What to produce: Could you repeat the records shown below exactly as written?

Dataset records:

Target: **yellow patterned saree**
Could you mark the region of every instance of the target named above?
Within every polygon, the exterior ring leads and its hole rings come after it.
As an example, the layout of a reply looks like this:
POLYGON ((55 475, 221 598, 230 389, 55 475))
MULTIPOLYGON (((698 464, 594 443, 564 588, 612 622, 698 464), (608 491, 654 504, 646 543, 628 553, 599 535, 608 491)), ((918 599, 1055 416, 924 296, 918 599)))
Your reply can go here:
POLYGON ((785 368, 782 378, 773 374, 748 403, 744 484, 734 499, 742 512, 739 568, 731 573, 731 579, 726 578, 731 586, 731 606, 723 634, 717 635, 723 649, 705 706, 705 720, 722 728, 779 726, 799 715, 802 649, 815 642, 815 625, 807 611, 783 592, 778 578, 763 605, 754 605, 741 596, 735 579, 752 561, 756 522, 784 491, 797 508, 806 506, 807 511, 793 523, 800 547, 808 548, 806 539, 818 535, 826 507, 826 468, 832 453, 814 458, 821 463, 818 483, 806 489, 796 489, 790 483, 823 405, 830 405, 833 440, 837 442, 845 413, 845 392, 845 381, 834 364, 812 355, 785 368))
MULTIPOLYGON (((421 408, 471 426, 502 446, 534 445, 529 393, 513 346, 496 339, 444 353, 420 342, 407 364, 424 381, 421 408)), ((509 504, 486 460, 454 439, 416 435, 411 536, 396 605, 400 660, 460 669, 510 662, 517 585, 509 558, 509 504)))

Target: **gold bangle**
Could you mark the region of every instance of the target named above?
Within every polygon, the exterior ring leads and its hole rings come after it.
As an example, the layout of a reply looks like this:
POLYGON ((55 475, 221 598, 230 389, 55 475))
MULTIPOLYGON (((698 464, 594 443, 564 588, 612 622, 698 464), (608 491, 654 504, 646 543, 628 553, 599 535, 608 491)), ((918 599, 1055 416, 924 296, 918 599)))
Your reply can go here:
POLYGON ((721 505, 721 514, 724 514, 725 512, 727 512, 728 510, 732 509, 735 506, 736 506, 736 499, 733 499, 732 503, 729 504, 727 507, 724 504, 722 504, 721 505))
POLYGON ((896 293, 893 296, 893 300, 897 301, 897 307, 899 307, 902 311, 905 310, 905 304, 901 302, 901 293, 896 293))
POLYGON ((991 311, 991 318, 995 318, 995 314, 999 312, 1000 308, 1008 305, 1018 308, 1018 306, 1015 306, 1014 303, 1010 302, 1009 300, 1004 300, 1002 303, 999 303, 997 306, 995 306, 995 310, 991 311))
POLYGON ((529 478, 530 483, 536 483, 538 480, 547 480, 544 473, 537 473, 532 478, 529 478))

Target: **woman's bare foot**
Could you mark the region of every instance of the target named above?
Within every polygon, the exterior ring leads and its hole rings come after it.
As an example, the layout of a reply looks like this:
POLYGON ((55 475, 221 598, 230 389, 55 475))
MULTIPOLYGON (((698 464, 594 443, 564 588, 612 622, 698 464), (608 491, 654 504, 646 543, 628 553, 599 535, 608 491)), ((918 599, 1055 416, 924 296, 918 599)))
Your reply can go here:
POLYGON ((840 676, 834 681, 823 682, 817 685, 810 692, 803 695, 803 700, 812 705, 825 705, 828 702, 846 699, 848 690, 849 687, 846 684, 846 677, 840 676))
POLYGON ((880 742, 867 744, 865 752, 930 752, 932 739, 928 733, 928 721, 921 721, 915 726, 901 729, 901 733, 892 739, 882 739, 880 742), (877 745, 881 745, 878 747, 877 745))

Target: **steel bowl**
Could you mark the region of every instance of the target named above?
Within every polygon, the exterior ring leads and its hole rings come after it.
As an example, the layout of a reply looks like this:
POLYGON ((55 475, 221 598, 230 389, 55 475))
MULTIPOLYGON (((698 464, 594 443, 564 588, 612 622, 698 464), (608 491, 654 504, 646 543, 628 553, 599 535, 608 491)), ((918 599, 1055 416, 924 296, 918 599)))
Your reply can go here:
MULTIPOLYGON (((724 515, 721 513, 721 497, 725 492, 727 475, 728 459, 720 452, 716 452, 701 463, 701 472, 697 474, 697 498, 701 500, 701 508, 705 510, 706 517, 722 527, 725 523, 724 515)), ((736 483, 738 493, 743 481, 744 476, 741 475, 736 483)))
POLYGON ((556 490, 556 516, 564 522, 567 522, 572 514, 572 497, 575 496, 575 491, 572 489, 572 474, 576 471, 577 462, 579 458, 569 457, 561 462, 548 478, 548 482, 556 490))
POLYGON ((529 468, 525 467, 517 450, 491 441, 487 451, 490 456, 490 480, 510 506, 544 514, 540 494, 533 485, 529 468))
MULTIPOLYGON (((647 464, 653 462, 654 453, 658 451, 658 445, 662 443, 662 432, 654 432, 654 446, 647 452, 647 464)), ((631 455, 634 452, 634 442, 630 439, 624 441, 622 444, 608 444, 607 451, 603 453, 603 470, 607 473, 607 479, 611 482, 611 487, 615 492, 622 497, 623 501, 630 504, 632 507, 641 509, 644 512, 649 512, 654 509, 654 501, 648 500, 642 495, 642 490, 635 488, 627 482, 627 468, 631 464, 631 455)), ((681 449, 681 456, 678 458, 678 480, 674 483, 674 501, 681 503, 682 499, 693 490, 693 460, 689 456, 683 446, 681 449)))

Answer box:
Target: **yellow patterned saree**
Could you mark the region of every instance of the target named above?
Within every polygon, the exterior ring leads and its hole rings come after it.
As an example, the layout of a reply looks like this:
POLYGON ((55 475, 221 598, 230 389, 55 475))
MULTIPOLYGON (((698 464, 594 443, 564 588, 612 622, 698 464), (608 491, 654 504, 646 543, 628 553, 599 535, 608 491)), ((918 599, 1055 416, 924 296, 918 599)))
Your reply can go here:
POLYGON ((785 368, 782 378, 773 374, 748 403, 744 484, 734 499, 742 512, 739 568, 731 573, 731 579, 726 578, 731 586, 731 606, 723 634, 717 635, 723 649, 705 706, 705 720, 722 728, 779 726, 799 715, 802 649, 815 642, 815 625, 807 611, 783 592, 778 578, 763 605, 754 605, 741 596, 735 579, 752 561, 756 522, 784 491, 797 508, 806 506, 807 511, 793 523, 800 547, 808 548, 806 539, 818 535, 826 507, 826 468, 832 453, 814 458, 821 463, 818 483, 806 489, 796 489, 790 483, 823 405, 830 405, 833 440, 837 442, 845 413, 845 392, 845 381, 834 364, 812 355, 785 368))
MULTIPOLYGON (((421 408, 471 426, 502 446, 534 445, 529 393, 513 346, 496 339, 444 353, 420 342, 407 364, 424 381, 421 408)), ((509 504, 486 460, 454 439, 416 435, 411 536, 396 605, 400 660, 460 669, 510 662, 517 585, 509 558, 509 504)))

Target: **gold bangle**
Could you mark the region of every instance of the target named above?
Within every polygon, the exterior ring leads and its hole rings come after it.
As an example, the layout of a reply looks like this:
POLYGON ((55 475, 221 598, 230 389, 55 475))
MULTIPOLYGON (((698 464, 594 443, 564 588, 612 622, 698 464), (608 491, 654 504, 646 543, 628 553, 599 535, 608 491)), ((918 599, 1055 416, 924 296, 918 599)))
Your reply can go here:
POLYGON ((721 505, 721 514, 724 514, 725 512, 727 512, 728 510, 732 509, 735 506, 736 506, 736 499, 733 499, 732 503, 729 504, 727 507, 724 504, 722 504, 721 505))
POLYGON ((896 293, 893 296, 893 300, 897 301, 897 307, 899 307, 902 311, 905 310, 905 304, 901 302, 901 293, 896 293))
POLYGON ((991 311, 991 318, 995 318, 995 314, 999 312, 1000 308, 1008 305, 1018 308, 1018 306, 1015 306, 1014 303, 1010 302, 1009 300, 1004 300, 1002 303, 999 303, 997 306, 995 306, 995 310, 991 311))
POLYGON ((529 478, 530 483, 536 483, 538 480, 547 480, 544 473, 537 473, 532 478, 529 478))

Target: **woman's bare foot**
Could you mark the region of every instance of the target named above?
Within every polygon, the exterior ring leads and its hole rings come after it.
As an example, the layout of a reply looks like this:
POLYGON ((55 475, 221 598, 230 389, 55 475))
MULTIPOLYGON (((698 464, 594 443, 564 588, 612 622, 698 464), (608 491, 654 504, 646 543, 628 553, 599 535, 608 491)), ((918 599, 1055 416, 924 296, 918 599)))
Your reply can go here:
POLYGON ((840 676, 834 681, 823 682, 817 685, 810 692, 803 695, 803 700, 812 705, 825 705, 828 702, 846 699, 848 690, 849 687, 846 684, 846 677, 840 676))
POLYGON ((880 742, 867 744, 865 752, 930 752, 932 739, 928 733, 928 721, 921 721, 915 726, 901 729, 901 733, 892 739, 882 739, 880 742), (877 745, 881 745, 878 747, 877 745))

Target: **steel bowl**
Could you mark the region of every instance of the target named above?
Within every polygon, the exterior ring leads and its hole rings come after it.
As an example, the layout of a reply looks like this:
POLYGON ((55 475, 221 598, 230 389, 55 475))
MULTIPOLYGON (((698 464, 594 443, 564 588, 612 622, 698 464), (608 491, 654 504, 646 543, 628 553, 599 535, 608 491)), ((918 599, 1055 416, 924 296, 918 599)))
Your reply can go here:
MULTIPOLYGON (((724 515, 721 513, 721 497, 725 492, 727 475, 728 459, 720 452, 716 452, 701 463, 701 472, 697 474, 697 498, 701 500, 701 508, 705 510, 706 517, 722 527, 725 523, 724 515)), ((736 483, 738 493, 743 481, 744 476, 741 475, 736 483)))
POLYGON ((556 490, 556 516, 564 522, 567 522, 572 514, 572 497, 575 496, 575 491, 572 489, 572 474, 576 471, 577 462, 579 458, 569 457, 561 462, 548 478, 548 482, 556 490))
POLYGON ((529 468, 525 467, 517 450, 491 441, 487 451, 490 456, 490 480, 510 506, 544 514, 540 494, 533 485, 529 468))
MULTIPOLYGON (((647 464, 653 462, 654 453, 658 451, 658 445, 662 443, 662 432, 654 432, 654 446, 647 452, 647 464)), ((631 455, 634 452, 634 442, 630 439, 624 441, 622 444, 608 444, 607 451, 603 453, 603 470, 607 473, 607 479, 611 482, 611 487, 615 492, 622 497, 623 501, 630 504, 632 507, 641 509, 644 512, 649 512, 654 509, 654 501, 648 500, 642 495, 642 490, 635 488, 627 482, 627 468, 631 464, 631 455)), ((681 449, 681 456, 678 458, 678 480, 674 483, 674 501, 681 503, 682 499, 693 490, 693 460, 689 456, 683 446, 681 449)))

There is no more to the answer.